**Excerpt provided:**
Sexual assault centers: attendance rates, and differences between early and late presenting cases.Acta Obstet Gynecol Scand. 2008; 87(7):707-15.AO
Sexual assault centers (SACs) aim at assisting victims and to provide forensic medical examination (FME). This study explores the gap between assaults actually occurring and those seen at SAC; and the characteristics of cases presented in time/too late for FME (early and late cohorts).
Retrograde descriptive study.
SETTING AND SAMPLE
A two-year series from a self-referral SAC; characteristics of victims, assaults, use of services.
Chi-quadrate, uni- and multivariate logistic regression analyses.
MAIN OUTCOME MEASURES
Number of female victims seen/female at-risk population (attendance rates). Case and service profiles in the two cohorts. Adjusted odds for late presentation.

**Extracted data:**
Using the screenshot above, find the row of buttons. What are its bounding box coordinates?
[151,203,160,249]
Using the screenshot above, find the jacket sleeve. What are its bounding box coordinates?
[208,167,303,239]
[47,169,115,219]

**What this exercise asks:**
A - From the sexual assault centers abstract, set down everything from "Sexual assault centers: attendance" down to "for late presentation.".
B - Using the sexual assault centers abstract, explain in one to three sentences why it matters whether a victim comes to a center early or late.

**Task-by-task outputs:**
A -
Sexual assault centers: attendance rates, and differences between early and late presenting cases.Acta Obstet Gynecol Scand. 2008; 87(7):707-15.AO
Sexual assault centers (SACs) aim at assisting victims and to provide forensic medical examination (FME). This study explores the gap between assaults actually occurring and those seen at SAC; and the characteristics of cases presented in time/too late for FME (early and late cohorts).
Retrograde descriptive study.
SETTING AND SAMPLE
A two-year series from a self-referral SAC; characteristics of victims, assaults, use of services.
Chi-quadrate, uni- and multivariate logistic regression analyses.
MAIN OUTCOME MEASURES
Number of female victims seen/female at-risk population (attendance rates). Case and service profiles in the two cohorts. Adjusted odds for late presentation.

B - Providing forensic medical examination is one of the stated aims of sexual assault centers. Some cases arrive in time for this examination, and others arrive too late for it. The study therefore splits cases into early and late cohorts on that basis.